------ Exercise inputs

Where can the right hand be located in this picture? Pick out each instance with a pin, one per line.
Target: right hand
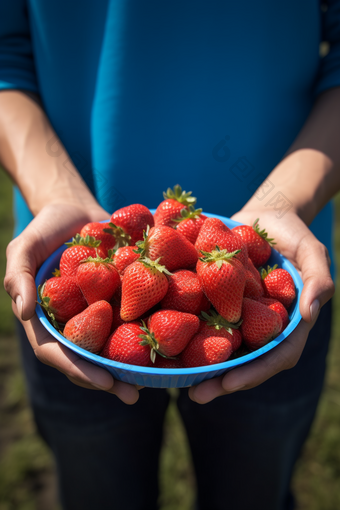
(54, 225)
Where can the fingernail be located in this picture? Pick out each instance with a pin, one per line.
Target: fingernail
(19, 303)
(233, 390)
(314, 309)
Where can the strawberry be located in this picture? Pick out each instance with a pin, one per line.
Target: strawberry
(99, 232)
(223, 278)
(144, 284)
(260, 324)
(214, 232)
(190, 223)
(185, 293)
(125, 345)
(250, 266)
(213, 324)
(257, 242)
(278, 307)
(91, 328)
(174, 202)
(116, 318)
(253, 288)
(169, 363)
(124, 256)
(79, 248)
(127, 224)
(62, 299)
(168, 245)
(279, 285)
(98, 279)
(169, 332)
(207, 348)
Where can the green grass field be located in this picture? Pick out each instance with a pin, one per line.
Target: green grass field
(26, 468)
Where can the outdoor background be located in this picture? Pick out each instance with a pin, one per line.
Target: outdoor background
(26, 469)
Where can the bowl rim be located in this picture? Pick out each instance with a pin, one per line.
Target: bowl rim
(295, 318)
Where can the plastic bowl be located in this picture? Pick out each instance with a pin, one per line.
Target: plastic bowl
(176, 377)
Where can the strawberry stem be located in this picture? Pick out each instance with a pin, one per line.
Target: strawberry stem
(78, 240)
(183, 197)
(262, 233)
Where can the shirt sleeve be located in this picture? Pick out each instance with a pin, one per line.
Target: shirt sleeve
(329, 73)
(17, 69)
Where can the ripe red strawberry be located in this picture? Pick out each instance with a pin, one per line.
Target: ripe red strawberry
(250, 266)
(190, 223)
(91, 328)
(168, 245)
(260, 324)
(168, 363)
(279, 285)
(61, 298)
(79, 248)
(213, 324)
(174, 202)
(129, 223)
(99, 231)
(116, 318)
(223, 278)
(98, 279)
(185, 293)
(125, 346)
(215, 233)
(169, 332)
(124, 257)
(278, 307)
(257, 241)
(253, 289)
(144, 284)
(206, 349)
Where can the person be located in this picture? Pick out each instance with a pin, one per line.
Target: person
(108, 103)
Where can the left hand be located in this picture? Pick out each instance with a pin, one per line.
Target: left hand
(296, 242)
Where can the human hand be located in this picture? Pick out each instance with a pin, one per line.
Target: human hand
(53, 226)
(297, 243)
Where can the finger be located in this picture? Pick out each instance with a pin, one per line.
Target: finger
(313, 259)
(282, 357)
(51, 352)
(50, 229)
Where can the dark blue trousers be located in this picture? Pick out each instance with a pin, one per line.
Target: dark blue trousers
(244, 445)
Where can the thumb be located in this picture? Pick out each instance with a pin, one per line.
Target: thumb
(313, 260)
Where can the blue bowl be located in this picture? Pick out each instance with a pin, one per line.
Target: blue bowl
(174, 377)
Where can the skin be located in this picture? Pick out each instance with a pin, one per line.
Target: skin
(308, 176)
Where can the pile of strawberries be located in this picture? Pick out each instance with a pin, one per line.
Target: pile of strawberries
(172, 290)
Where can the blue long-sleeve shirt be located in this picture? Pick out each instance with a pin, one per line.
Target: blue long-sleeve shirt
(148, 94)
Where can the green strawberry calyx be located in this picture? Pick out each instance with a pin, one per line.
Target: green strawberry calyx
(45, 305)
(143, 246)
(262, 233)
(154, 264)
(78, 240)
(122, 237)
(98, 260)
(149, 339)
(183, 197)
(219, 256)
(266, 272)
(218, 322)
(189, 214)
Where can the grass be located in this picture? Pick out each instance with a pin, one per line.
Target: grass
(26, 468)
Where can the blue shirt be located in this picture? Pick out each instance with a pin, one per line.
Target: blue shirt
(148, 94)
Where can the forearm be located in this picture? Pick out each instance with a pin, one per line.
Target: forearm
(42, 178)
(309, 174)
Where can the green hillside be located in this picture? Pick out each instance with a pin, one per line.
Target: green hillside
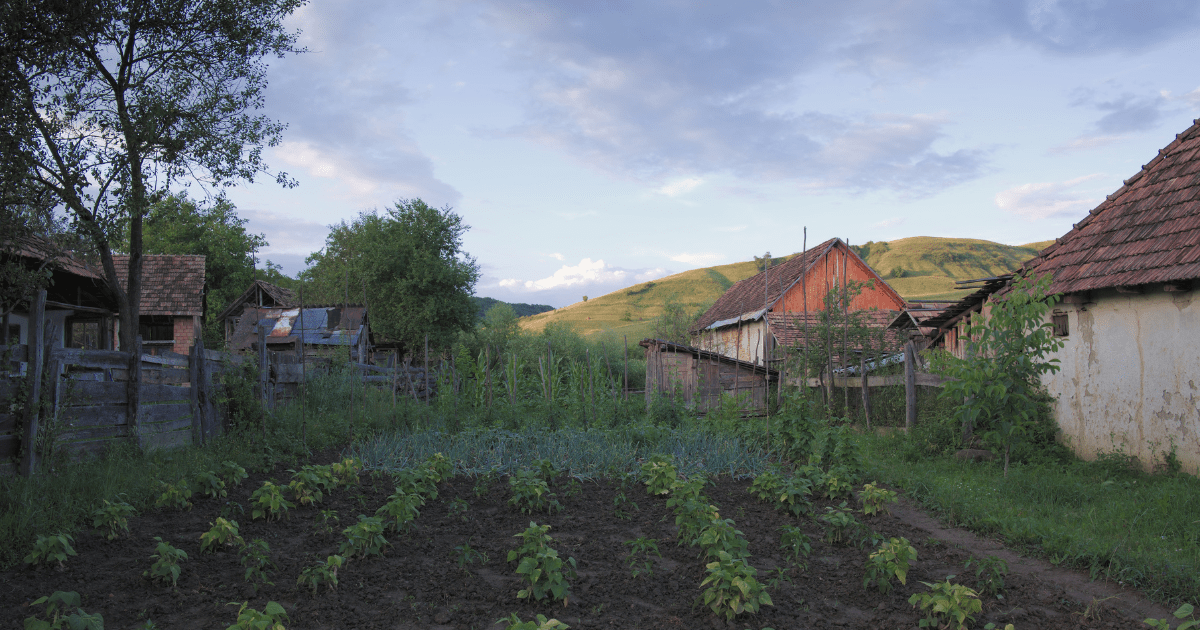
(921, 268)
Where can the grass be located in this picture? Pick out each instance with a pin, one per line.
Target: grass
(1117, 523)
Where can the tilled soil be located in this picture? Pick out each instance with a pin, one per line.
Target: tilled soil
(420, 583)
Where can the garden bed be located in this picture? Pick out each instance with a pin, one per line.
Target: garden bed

------------

What to work on
Revise the items above by replacing "Pick out each instance with a pin" with "Mark every instance with a point" wherever it occurs, keeping everything else unchanged. Omit the pictures from your answer.

Exercise result
Where can the right hand be located in this picture? Mark every instance with a point, one per line.
Target: right hand
(54, 225)
Where can the fingernail be located in this picture? Mark every instance with a point, one per line.
Target: fingernail
(19, 303)
(233, 390)
(314, 309)
Where can the strawberry be located in this picture? Mark every instance with a point, one per line.
Target: strawberry
(99, 232)
(223, 278)
(144, 284)
(260, 324)
(214, 232)
(190, 223)
(185, 293)
(125, 345)
(250, 266)
(213, 324)
(257, 242)
(278, 307)
(91, 328)
(174, 202)
(116, 318)
(253, 288)
(169, 363)
(124, 256)
(79, 248)
(127, 224)
(62, 299)
(168, 245)
(279, 285)
(98, 279)
(169, 332)
(207, 348)
Where can the green grass field be located in this picture? Mark every instance with a point, one per line.
Target: green grass field
(26, 468)
Where can the outdoor background be located in this picture? Mark every instance with a point, one per line.
Target: outdoor background
(26, 469)
Where can the bowl rim be located in this picture? Mark every instance with a point, one per line.
Target: bowl rim
(295, 318)
Where can the plastic bowl be located in this picture? Mark every instance with a point, one per line.
Target: plastic bowl
(176, 377)
Where can the strawberry stem be located in this picture? Mark every instance with a point, one per line.
Target: strawberry stem
(78, 240)
(183, 197)
(262, 233)
Where can the shirt sleeve be located in this picture? Mark every instance with a point, one per line.
Target: shirt sleeve
(329, 73)
(17, 69)
Where can the ripe red strawberry be located in this picture? Mark every instance with a point, one per line.
Target: ripe red strawberry
(250, 266)
(190, 223)
(91, 328)
(168, 245)
(260, 324)
(168, 363)
(279, 285)
(61, 298)
(79, 248)
(213, 324)
(174, 202)
(129, 223)
(99, 231)
(116, 318)
(223, 278)
(98, 279)
(185, 293)
(125, 346)
(215, 233)
(169, 332)
(124, 257)
(278, 307)
(257, 241)
(253, 289)
(144, 284)
(206, 349)
Where can the person be located in this picture? Mark every instance with a point, one per line.
Target: person
(108, 103)
Where can the left hand be located in this picture? Mark every instance with a point, one per line.
Target: left hand
(296, 242)
Where can the human hand be located in this picture? Mark every instance with a point, one per line.
Target: human hand
(53, 226)
(297, 243)
Where can the finger be located in this picture? Mark every instance with a point, one per line.
Target: finger
(313, 259)
(282, 357)
(51, 352)
(50, 229)
Where can the dark blue trousers be located in this picture? Mark every instance with a point, one per line.
Target: dark blue trousers
(244, 445)
Where can the thumb be located in this picture? Mark every instance with a point, one per line.
Target: thumb
(313, 260)
Where can the blue bowl be located in this picture? Mark every instance with a point, one per line.
Target: blue bowl
(174, 377)
Where can the skin be located in this picture? Mark every instance with a point, one per line.
Target: skin
(308, 176)
Where can the pile of strawberries be located in this picture? Mark every instance with a point, one per line.
Target: pile of strawberries
(172, 290)
Where can the blue long-sleeve shirt be located in this picture? Mark every instance with a point, one per line.
Target: blue long-sleeve shirt
(148, 94)
Where can the green strawberry calyx be located in this picture? Mark every instance with a point, one per line.
Target: green strawberry calyx
(45, 305)
(143, 246)
(262, 233)
(154, 264)
(78, 240)
(122, 237)
(98, 260)
(149, 339)
(183, 197)
(219, 256)
(266, 272)
(218, 322)
(189, 214)
Where can the grass be located in this picture? Mark every instance with a point, one per line.
Target: grass
(26, 468)
Where can the blue shirt be located in this picture? Mark every instance with a point, one per line.
Target: blue shirt
(148, 94)
Where can the forearm be located in this picture? Mark every instance with a point, one per line.
Target: forearm
(42, 178)
(309, 174)
Where can the green hillside be located in this picture? Mark every instance with a point, one per line.
Target: green hillside
(921, 268)
Where can the grass be located in this picture? Mark every instance with a point, one per line.
Target: grass
(1117, 523)
Where can the tilled soil be located in this picture? Mark every instance with a point, one per line.
Target: tilled soil
(420, 583)
Where can the garden bed be located in this picture? Mark every instance with a point, one per line.
Target: garden bed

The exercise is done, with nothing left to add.